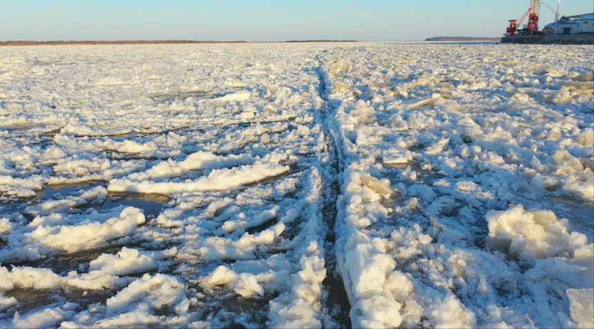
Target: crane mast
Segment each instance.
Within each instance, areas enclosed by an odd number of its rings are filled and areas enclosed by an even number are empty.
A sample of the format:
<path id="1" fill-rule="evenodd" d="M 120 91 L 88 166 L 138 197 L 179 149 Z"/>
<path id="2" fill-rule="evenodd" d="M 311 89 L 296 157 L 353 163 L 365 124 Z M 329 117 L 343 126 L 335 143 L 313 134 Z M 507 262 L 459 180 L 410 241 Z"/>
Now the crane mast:
<path id="1" fill-rule="evenodd" d="M 533 34 L 538 31 L 538 14 L 540 12 L 540 0 L 530 0 L 530 14 L 528 17 L 528 32 Z"/>
<path id="2" fill-rule="evenodd" d="M 540 0 L 530 0 L 530 8 L 526 10 L 526 13 L 519 19 L 510 19 L 510 26 L 508 26 L 506 32 L 510 36 L 515 35 L 518 28 L 521 25 L 524 20 L 528 17 L 528 32 L 533 34 L 538 31 L 538 15 L 540 12 Z"/>

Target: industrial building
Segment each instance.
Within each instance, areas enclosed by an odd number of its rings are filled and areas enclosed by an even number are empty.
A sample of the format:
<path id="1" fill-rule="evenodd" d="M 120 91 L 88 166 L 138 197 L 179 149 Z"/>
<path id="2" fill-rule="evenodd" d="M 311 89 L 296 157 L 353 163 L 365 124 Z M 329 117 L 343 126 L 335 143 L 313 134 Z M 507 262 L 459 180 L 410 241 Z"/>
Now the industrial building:
<path id="1" fill-rule="evenodd" d="M 540 5 L 555 12 L 556 21 L 538 30 Z M 561 16 L 561 19 L 557 17 Z M 527 24 L 521 24 L 528 18 Z M 530 0 L 530 7 L 520 19 L 510 19 L 509 26 L 501 38 L 502 43 L 594 43 L 594 12 L 565 16 L 559 8 L 542 0 Z"/>

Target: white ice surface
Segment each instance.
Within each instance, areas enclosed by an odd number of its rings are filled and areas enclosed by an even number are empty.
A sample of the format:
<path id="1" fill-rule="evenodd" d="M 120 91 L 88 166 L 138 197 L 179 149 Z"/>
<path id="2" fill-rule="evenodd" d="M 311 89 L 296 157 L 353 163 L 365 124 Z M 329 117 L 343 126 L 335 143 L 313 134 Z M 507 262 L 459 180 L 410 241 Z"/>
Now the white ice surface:
<path id="1" fill-rule="evenodd" d="M 0 327 L 591 326 L 591 47 L 0 54 Z"/>

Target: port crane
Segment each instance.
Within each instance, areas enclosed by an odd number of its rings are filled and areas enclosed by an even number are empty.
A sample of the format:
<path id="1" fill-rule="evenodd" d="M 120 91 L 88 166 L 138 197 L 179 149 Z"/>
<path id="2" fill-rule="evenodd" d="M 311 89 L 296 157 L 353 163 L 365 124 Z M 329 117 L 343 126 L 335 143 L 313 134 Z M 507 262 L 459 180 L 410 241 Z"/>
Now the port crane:
<path id="1" fill-rule="evenodd" d="M 508 28 L 506 30 L 507 34 L 508 34 L 508 35 L 511 37 L 515 35 L 516 31 L 517 31 L 518 30 L 518 27 L 521 25 L 521 23 L 524 22 L 524 20 L 526 19 L 526 17 L 528 17 L 527 25 L 528 32 L 530 34 L 533 34 L 538 31 L 538 16 L 540 12 L 541 3 L 542 3 L 548 9 L 550 9 L 555 13 L 555 21 L 557 21 L 557 17 L 559 14 L 562 16 L 562 17 L 565 16 L 561 12 L 559 12 L 558 10 L 555 10 L 550 5 L 544 2 L 542 0 L 530 0 L 530 8 L 528 9 L 528 10 L 526 10 L 526 13 L 524 13 L 524 16 L 522 16 L 521 19 L 510 19 L 508 21 L 510 22 L 510 26 L 508 26 Z"/>
<path id="2" fill-rule="evenodd" d="M 508 26 L 508 28 L 506 30 L 506 32 L 509 33 L 510 36 L 513 37 L 515 35 L 516 31 L 517 30 L 517 27 L 521 26 L 524 22 L 524 20 L 526 19 L 526 17 L 528 17 L 528 32 L 530 34 L 533 34 L 535 32 L 538 30 L 538 14 L 540 11 L 540 2 L 541 0 L 530 0 L 530 8 L 528 8 L 528 10 L 519 19 L 510 19 L 508 21 L 510 22 L 510 26 Z"/>

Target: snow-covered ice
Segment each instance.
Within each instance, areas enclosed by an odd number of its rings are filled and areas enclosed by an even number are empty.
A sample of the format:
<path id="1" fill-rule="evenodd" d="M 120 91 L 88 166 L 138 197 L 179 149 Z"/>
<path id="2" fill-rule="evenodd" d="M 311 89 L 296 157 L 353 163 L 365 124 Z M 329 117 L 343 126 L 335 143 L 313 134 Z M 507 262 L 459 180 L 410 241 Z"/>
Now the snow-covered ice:
<path id="1" fill-rule="evenodd" d="M 0 327 L 594 323 L 591 47 L 0 52 Z"/>

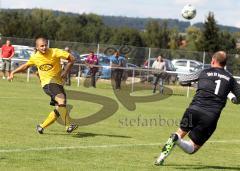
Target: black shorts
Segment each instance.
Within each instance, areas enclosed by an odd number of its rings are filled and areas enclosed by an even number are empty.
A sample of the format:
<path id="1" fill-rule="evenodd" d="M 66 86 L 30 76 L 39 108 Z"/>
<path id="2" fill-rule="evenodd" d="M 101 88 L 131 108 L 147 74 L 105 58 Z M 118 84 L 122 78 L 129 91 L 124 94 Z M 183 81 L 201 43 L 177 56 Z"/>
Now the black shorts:
<path id="1" fill-rule="evenodd" d="M 66 103 L 66 93 L 65 93 L 62 85 L 59 85 L 56 83 L 46 84 L 43 87 L 43 91 L 51 97 L 50 105 L 52 105 L 52 106 L 58 105 L 58 103 L 55 101 L 55 97 L 58 94 L 64 94 L 65 103 Z"/>
<path id="2" fill-rule="evenodd" d="M 213 134 L 217 127 L 216 115 L 205 114 L 193 109 L 187 109 L 180 122 L 180 128 L 189 132 L 189 138 L 197 145 L 202 146 Z"/>

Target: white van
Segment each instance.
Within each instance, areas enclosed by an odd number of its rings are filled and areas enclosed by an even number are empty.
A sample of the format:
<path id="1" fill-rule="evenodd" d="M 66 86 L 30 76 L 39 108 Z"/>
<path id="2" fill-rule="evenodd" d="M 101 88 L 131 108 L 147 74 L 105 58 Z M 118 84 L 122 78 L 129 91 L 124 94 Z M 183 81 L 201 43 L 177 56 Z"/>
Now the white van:
<path id="1" fill-rule="evenodd" d="M 191 59 L 174 59 L 172 64 L 176 68 L 177 72 L 190 73 L 199 70 L 203 66 L 202 62 Z"/>

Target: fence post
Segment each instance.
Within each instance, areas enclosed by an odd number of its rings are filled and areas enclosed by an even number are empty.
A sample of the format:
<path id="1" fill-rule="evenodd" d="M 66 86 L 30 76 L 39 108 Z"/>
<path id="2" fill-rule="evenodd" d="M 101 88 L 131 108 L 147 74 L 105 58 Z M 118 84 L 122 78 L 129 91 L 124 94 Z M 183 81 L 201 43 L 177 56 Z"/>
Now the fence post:
<path id="1" fill-rule="evenodd" d="M 81 66 L 78 65 L 78 78 L 77 78 L 77 86 L 80 86 L 80 76 L 81 76 Z"/>
<path id="2" fill-rule="evenodd" d="M 134 82 L 135 82 L 135 69 L 133 68 L 133 74 L 132 74 L 132 92 L 134 90 Z"/>
<path id="3" fill-rule="evenodd" d="M 27 82 L 29 82 L 29 78 L 30 78 L 30 68 L 28 68 L 27 70 Z"/>
<path id="4" fill-rule="evenodd" d="M 206 58 L 206 53 L 205 51 L 203 52 L 203 69 L 204 69 L 204 64 L 205 64 L 205 58 Z"/>
<path id="5" fill-rule="evenodd" d="M 48 48 L 50 47 L 50 40 L 48 40 Z"/>
<path id="6" fill-rule="evenodd" d="M 100 50 L 100 44 L 98 43 L 97 44 L 97 56 L 98 56 L 98 58 L 99 58 L 99 50 Z"/>
<path id="7" fill-rule="evenodd" d="M 148 78 L 149 78 L 150 58 L 151 58 L 151 48 L 149 48 L 149 50 L 148 50 L 148 71 L 147 71 L 147 82 L 148 82 Z"/>

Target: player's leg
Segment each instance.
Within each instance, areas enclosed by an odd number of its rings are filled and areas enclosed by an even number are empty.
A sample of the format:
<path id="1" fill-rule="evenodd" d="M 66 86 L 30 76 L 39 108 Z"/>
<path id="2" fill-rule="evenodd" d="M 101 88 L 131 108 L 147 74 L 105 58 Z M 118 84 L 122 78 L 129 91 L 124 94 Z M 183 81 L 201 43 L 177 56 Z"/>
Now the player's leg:
<path id="1" fill-rule="evenodd" d="M 9 77 L 10 74 L 11 74 L 11 60 L 7 60 L 6 70 L 7 70 L 7 72 L 8 72 L 8 77 Z"/>
<path id="2" fill-rule="evenodd" d="M 156 93 L 158 80 L 159 80 L 159 75 L 154 74 L 154 77 L 153 77 L 153 93 Z"/>
<path id="3" fill-rule="evenodd" d="M 195 144 L 191 139 L 189 141 L 184 140 L 183 137 L 186 135 L 186 132 L 179 128 L 176 132 L 178 135 L 178 139 L 176 144 L 186 153 L 193 154 L 195 153 L 201 146 Z"/>
<path id="4" fill-rule="evenodd" d="M 59 112 L 57 110 L 54 110 L 54 111 L 50 112 L 50 114 L 44 120 L 44 122 L 40 125 L 37 125 L 38 133 L 43 134 L 44 129 L 47 128 L 48 126 L 50 126 L 51 124 L 53 124 L 59 116 L 60 115 L 59 115 Z"/>
<path id="5" fill-rule="evenodd" d="M 163 94 L 163 78 L 159 79 L 159 92 Z"/>
<path id="6" fill-rule="evenodd" d="M 6 60 L 5 59 L 2 60 L 2 73 L 3 73 L 2 79 L 6 79 Z"/>
<path id="7" fill-rule="evenodd" d="M 174 146 L 176 145 L 179 137 L 183 138 L 190 130 L 193 125 L 192 123 L 192 113 L 190 110 L 186 110 L 181 123 L 180 123 L 180 128 L 176 133 L 173 133 L 170 138 L 167 140 L 165 145 L 162 148 L 162 151 L 155 161 L 155 165 L 162 165 L 164 160 L 169 156 L 170 152 L 173 150 Z M 181 130 L 181 132 L 179 131 Z"/>
<path id="8" fill-rule="evenodd" d="M 64 125 L 66 126 L 66 131 L 68 133 L 71 133 L 73 130 L 77 129 L 78 126 L 70 123 L 70 118 L 66 108 L 66 94 L 64 90 L 63 93 L 57 94 L 55 96 L 55 101 L 58 103 L 56 109 L 59 112 L 59 115 L 62 118 Z"/>

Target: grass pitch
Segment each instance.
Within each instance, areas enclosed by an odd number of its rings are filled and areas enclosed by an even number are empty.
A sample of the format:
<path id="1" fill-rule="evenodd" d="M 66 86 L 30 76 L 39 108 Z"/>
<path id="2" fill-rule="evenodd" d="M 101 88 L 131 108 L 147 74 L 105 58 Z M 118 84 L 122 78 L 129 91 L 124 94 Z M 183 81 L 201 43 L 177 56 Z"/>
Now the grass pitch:
<path id="1" fill-rule="evenodd" d="M 0 170 L 240 170 L 239 106 L 228 102 L 217 130 L 194 155 L 176 147 L 165 166 L 153 165 L 155 157 L 176 130 L 185 108 L 186 96 L 137 103 L 127 110 L 116 98 L 108 83 L 97 88 L 66 87 L 112 98 L 118 109 L 111 117 L 92 125 L 79 127 L 67 134 L 54 123 L 43 135 L 35 131 L 52 110 L 49 97 L 37 79 L 17 76 L 14 82 L 0 80 Z M 150 90 L 137 95 L 150 95 Z M 144 98 L 144 97 L 143 97 Z M 104 100 L 104 99 L 103 99 Z M 68 100 L 74 118 L 97 112 L 101 105 Z M 154 121 L 159 121 L 155 123 Z"/>

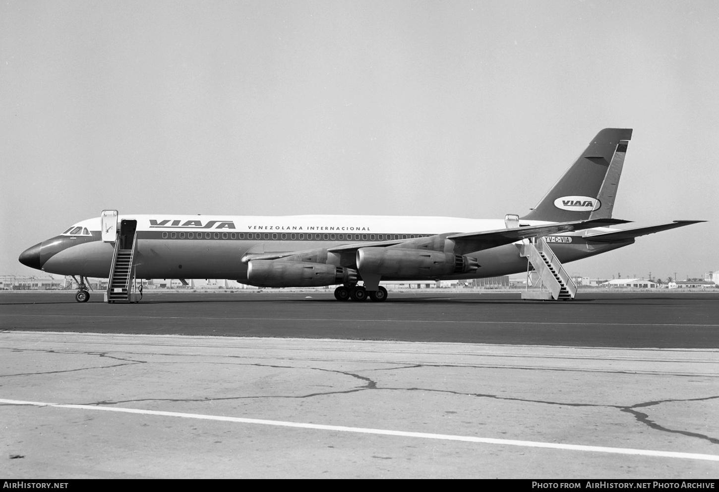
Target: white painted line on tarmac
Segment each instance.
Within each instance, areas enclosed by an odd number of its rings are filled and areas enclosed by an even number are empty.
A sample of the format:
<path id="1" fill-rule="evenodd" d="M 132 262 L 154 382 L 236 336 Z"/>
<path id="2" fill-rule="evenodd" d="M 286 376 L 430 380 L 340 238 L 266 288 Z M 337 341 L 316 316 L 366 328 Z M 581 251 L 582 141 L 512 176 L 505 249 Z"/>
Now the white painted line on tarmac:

### AIM OF THE EXERCISE
Beginning at the line that holds "Target: white painted line on tarmac", reproduce each line of the records above down to and including the last one.

### TASK ANSWER
Target: white painted line on tarmac
Segment each instance.
Within each instance, areas enclosed by an odd number of its rings are filled and areas enclosed by an even number are empty.
A sample of the format:
<path id="1" fill-rule="evenodd" d="M 132 262 L 154 382 L 236 336 Z"/>
<path id="2" fill-rule="evenodd" d="M 286 376 L 430 380 L 340 238 L 266 288 Z M 337 341 L 316 316 L 366 328 Z M 581 251 L 582 141 L 512 176 L 505 249 Z"/>
Now the white painted line on tarmac:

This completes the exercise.